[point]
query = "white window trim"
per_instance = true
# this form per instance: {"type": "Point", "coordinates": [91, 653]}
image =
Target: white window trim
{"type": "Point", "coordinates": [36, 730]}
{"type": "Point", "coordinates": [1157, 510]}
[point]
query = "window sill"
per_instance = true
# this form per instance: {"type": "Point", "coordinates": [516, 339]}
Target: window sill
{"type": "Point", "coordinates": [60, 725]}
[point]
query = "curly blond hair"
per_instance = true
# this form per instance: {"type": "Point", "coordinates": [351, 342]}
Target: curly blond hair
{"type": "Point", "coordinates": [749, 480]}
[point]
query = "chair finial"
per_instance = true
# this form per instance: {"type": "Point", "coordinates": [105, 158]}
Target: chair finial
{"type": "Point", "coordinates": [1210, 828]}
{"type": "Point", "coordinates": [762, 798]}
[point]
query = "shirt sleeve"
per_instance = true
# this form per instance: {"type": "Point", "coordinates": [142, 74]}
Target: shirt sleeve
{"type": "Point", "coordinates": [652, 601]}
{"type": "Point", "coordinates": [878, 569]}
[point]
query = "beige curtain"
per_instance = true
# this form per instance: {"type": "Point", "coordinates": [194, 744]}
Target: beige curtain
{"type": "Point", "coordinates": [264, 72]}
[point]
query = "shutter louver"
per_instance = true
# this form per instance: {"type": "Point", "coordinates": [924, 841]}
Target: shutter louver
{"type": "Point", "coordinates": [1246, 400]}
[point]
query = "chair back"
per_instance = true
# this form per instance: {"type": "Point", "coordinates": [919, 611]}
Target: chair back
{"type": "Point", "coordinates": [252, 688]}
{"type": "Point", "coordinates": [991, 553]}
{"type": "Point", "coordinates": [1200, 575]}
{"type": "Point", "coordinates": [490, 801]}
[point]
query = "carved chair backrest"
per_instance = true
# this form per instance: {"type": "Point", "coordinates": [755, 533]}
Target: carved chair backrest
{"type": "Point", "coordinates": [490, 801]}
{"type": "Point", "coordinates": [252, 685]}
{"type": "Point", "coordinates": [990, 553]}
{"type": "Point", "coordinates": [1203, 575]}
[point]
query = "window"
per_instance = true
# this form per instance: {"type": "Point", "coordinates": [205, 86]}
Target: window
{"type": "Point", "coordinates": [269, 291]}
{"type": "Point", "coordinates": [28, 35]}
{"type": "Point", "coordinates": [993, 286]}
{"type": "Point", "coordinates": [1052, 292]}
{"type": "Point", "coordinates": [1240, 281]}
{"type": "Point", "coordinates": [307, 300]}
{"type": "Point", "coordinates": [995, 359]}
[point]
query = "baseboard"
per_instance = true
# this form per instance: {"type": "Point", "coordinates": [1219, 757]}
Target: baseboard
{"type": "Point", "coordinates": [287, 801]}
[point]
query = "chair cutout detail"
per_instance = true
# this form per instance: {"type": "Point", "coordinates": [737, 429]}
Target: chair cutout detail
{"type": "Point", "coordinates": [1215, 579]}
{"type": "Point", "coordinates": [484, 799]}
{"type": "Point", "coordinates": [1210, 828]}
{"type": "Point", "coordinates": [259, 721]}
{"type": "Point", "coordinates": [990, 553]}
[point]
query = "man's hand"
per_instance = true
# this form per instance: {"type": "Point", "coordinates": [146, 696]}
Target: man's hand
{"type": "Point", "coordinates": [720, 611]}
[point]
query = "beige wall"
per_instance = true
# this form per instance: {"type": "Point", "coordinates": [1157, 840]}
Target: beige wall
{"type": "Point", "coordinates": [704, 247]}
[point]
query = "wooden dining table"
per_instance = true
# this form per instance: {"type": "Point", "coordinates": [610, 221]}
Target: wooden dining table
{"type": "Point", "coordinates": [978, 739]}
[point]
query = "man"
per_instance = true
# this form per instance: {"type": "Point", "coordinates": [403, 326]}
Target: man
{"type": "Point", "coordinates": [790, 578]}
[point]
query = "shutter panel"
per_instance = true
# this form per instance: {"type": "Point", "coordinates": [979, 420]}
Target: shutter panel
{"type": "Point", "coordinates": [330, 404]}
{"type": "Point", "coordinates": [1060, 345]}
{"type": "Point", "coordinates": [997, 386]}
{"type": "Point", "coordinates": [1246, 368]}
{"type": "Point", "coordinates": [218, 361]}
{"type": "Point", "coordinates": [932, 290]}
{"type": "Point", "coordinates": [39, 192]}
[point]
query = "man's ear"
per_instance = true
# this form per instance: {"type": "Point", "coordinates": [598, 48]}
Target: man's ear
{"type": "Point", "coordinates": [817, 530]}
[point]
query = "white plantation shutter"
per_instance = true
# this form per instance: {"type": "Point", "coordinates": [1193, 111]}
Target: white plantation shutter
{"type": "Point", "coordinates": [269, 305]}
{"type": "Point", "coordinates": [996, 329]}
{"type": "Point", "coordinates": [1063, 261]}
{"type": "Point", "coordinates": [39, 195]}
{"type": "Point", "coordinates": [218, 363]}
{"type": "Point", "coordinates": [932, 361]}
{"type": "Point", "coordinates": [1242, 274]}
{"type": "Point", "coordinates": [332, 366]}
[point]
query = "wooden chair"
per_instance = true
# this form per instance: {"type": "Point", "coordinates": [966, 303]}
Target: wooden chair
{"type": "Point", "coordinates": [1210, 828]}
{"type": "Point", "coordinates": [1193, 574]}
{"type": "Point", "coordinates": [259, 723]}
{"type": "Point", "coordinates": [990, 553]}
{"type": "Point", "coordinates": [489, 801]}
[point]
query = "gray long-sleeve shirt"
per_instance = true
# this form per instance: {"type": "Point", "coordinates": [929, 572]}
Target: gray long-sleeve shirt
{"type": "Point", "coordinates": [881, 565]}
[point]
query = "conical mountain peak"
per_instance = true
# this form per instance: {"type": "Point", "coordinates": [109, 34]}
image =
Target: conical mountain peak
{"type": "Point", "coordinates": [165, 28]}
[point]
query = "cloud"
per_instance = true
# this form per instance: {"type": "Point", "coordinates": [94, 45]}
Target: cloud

::::

Give every entry back exactly as it was written above.

> **Solution for this task**
[point]
query = "white window trim"
per_instance = true
# this form per instance: {"type": "Point", "coordinates": [91, 653]}
image =
Target: white window trim
{"type": "Point", "coordinates": [36, 730]}
{"type": "Point", "coordinates": [1157, 510]}
[point]
query = "window sill"
per_instance = true
# this form per instance: {"type": "Point", "coordinates": [516, 339]}
Target: window sill
{"type": "Point", "coordinates": [60, 725]}
[point]
query = "curly blond hair"
per_instance = true
# this form per instance: {"type": "Point", "coordinates": [351, 342]}
Target: curly blond hair
{"type": "Point", "coordinates": [749, 480]}
[point]
query = "chair finial"
per_instance = true
# this form per instance: {"type": "Point", "coordinates": [105, 158]}
Target: chair finial
{"type": "Point", "coordinates": [1210, 828]}
{"type": "Point", "coordinates": [762, 798]}
[point]
query = "shirt sleeve"
per_instance = true
# this form per instance: {"type": "Point", "coordinates": [142, 74]}
Target: shirt sleeve
{"type": "Point", "coordinates": [652, 601]}
{"type": "Point", "coordinates": [878, 569]}
[point]
query = "beige curtain"
per_instance = true
# this form per instance: {"type": "Point", "coordinates": [194, 744]}
Target: beige curtain
{"type": "Point", "coordinates": [264, 72]}
[point]
query = "shutter louver"
per_instance = true
# this form per instance: {"type": "Point", "coordinates": [924, 841]}
Target: shutter louver
{"type": "Point", "coordinates": [1246, 400]}
[point]
query = "chair back"
per_instance = true
# this form per instance: {"type": "Point", "coordinates": [919, 611]}
Target: chair back
{"type": "Point", "coordinates": [252, 688]}
{"type": "Point", "coordinates": [991, 553]}
{"type": "Point", "coordinates": [1200, 575]}
{"type": "Point", "coordinates": [490, 801]}
[point]
query = "carved chair backrest"
per_instance = true
# this form per instance: {"type": "Point", "coordinates": [755, 533]}
Target: carved chair backrest
{"type": "Point", "coordinates": [490, 801]}
{"type": "Point", "coordinates": [252, 685]}
{"type": "Point", "coordinates": [990, 553]}
{"type": "Point", "coordinates": [1203, 575]}
[point]
query = "window"
per_instance = true
# this form per instance: {"type": "Point", "coordinates": [205, 86]}
Target: window
{"type": "Point", "coordinates": [269, 291]}
{"type": "Point", "coordinates": [28, 35]}
{"type": "Point", "coordinates": [993, 286]}
{"type": "Point", "coordinates": [1052, 292]}
{"type": "Point", "coordinates": [1240, 281]}
{"type": "Point", "coordinates": [307, 300]}
{"type": "Point", "coordinates": [995, 359]}
[point]
query = "baseboard"
per_instance = true
# this form per instance: {"type": "Point", "coordinates": [1219, 757]}
Target: baseboard
{"type": "Point", "coordinates": [287, 801]}
[point]
query = "chair cutout detail"
per_instance = true
# this form per instance: {"type": "Point", "coordinates": [737, 429]}
Target: chair cutout detail
{"type": "Point", "coordinates": [1215, 579]}
{"type": "Point", "coordinates": [484, 799]}
{"type": "Point", "coordinates": [1210, 828]}
{"type": "Point", "coordinates": [259, 721]}
{"type": "Point", "coordinates": [990, 553]}
[point]
query = "man's hand"
per_instance = true
# this form per instance: {"type": "Point", "coordinates": [146, 696]}
Target: man's hand
{"type": "Point", "coordinates": [720, 611]}
[point]
query = "beige wall"
per_instance = true
# this form per instance: {"type": "Point", "coordinates": [1157, 840]}
Target: beige wall
{"type": "Point", "coordinates": [704, 247]}
[point]
query = "wooden dining table"
per_instance = true
# this form per instance: {"type": "Point", "coordinates": [610, 221]}
Target: wooden dining table
{"type": "Point", "coordinates": [978, 739]}
[point]
query = "man"
per_instance = true
# this form per instance: {"type": "Point", "coordinates": [403, 326]}
Target: man
{"type": "Point", "coordinates": [790, 578]}
[point]
query = "shutter panel"
per_instance = true
# this form per instance: {"type": "Point", "coordinates": [979, 420]}
Target: shutter panel
{"type": "Point", "coordinates": [330, 404]}
{"type": "Point", "coordinates": [1060, 345]}
{"type": "Point", "coordinates": [997, 386]}
{"type": "Point", "coordinates": [1246, 368]}
{"type": "Point", "coordinates": [218, 361]}
{"type": "Point", "coordinates": [932, 290]}
{"type": "Point", "coordinates": [39, 192]}
[point]
query = "man's ear"
per_instance = true
# this form per instance: {"type": "Point", "coordinates": [598, 48]}
Target: man's ear
{"type": "Point", "coordinates": [817, 530]}
[point]
query = "white plantation shutter"
per_instance = true
# this form per instance: {"type": "Point", "coordinates": [1193, 111]}
Target: white plantation shutter
{"type": "Point", "coordinates": [269, 305]}
{"type": "Point", "coordinates": [996, 329]}
{"type": "Point", "coordinates": [1063, 261]}
{"type": "Point", "coordinates": [39, 195]}
{"type": "Point", "coordinates": [218, 363]}
{"type": "Point", "coordinates": [932, 361]}
{"type": "Point", "coordinates": [1242, 274]}
{"type": "Point", "coordinates": [332, 366]}
[point]
query = "wooden chair"
per_instance = true
# this form per instance: {"type": "Point", "coordinates": [966, 303]}
Target: wooden chair
{"type": "Point", "coordinates": [1210, 828]}
{"type": "Point", "coordinates": [1193, 574]}
{"type": "Point", "coordinates": [259, 723]}
{"type": "Point", "coordinates": [990, 553]}
{"type": "Point", "coordinates": [489, 801]}
[point]
query = "gray long-sleeve shirt"
per_instance = true
# this form per instance: {"type": "Point", "coordinates": [929, 572]}
Target: gray long-sleeve shirt
{"type": "Point", "coordinates": [881, 565]}
[point]
query = "conical mountain peak"
per_instance = true
# this form per instance: {"type": "Point", "coordinates": [109, 34]}
image =
Target: conical mountain peak
{"type": "Point", "coordinates": [165, 28]}
[point]
query = "cloud"
per_instance = true
# this form per instance: {"type": "Point", "coordinates": [94, 45]}
Target: cloud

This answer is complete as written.